■ Text
• • • • •

Spirit as the striving for pure self-consciousness ascends toward an absolute understanding of itself and comes to a unity constituted by the bifurcation and rigid opposition that it generates from within itself. It is precisely through such opposition that consciousness brings itself into reunification. Thus, spirit in its evolution undergoes a violence at its own hands. By entering into opposition with itself, it raises this opposition to a higher unity and thus sublates (aufheben) it in a new structure. As each shape or content is confronted with radical opposition, each shape is made to collapse when its non-absolute form is exposed. Indeed, it is always driving the movement on from one shape to the next. Thus the character of the dialectic is that of negativity and conflict; it is tempestuous, feral, and dynamic. Spirit as such is the source of its own negativity as inversion and destruction pave the way for its progression forward.

There is a necessity to the dialectic that informs the internal structures of spirit, i.e. there is a certain determinism to negation. The operation of such determinate negativity comes about through the collapse of each shape. As negation of a certain content takes place, it derives a certain content from the negation. Therefore, it links shapes into a necessary progression as each form turns into a new one. However, as each form is surpassed, the experience of its alteration is that of death, its end. But for Hegel, death always leads to rebirth. The dialectic is therefore the oscillation between life and death, never separate from one another. For Hegel, spirit is always "tarrying with the negative"--confronting Death, for

to hold fast what is dead requires the greatest strength; . . . the life of spirit is not the life that shrinks from death and keeps itself untouched by devastation, but rather the life that endures it and maintains itself in it. It wins its truth only when, in utter dismemberment, it finds itself.(9)

• • • • •

■ Extracted records
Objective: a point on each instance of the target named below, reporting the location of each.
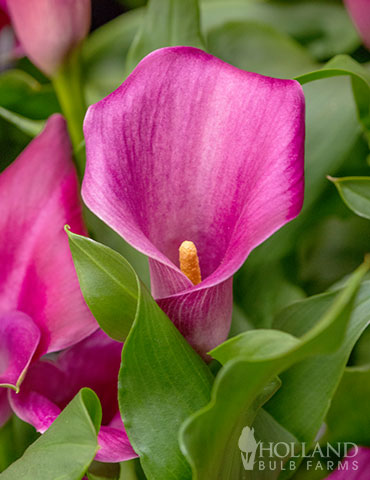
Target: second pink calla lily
(41, 306)
(50, 29)
(192, 149)
(51, 384)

• • • • •

■ Questions
[A] In the text on spirit and the dialectic, what does death always lead to for Hegel?
[B] Say whether each statement agrees with the text on spirit and the dialectic, and back each answer with the deciding words from the text. (i) Spirit is the source of its own negativity. (ii) The dialectic keeps life and death separate from one another. (iii) A shape collapses when its non-absolute form is exposed.

■ Solutions for each task
[A] Rebirth.

[B]
(i) Yes: "Spirit as such is the source of its own negativity"
(ii) No: "The dialectic is therefore the oscillation between life and death, never separate from one another."
(iii) Yes: "each shape is made to collapse when its non-absolute form is exposed"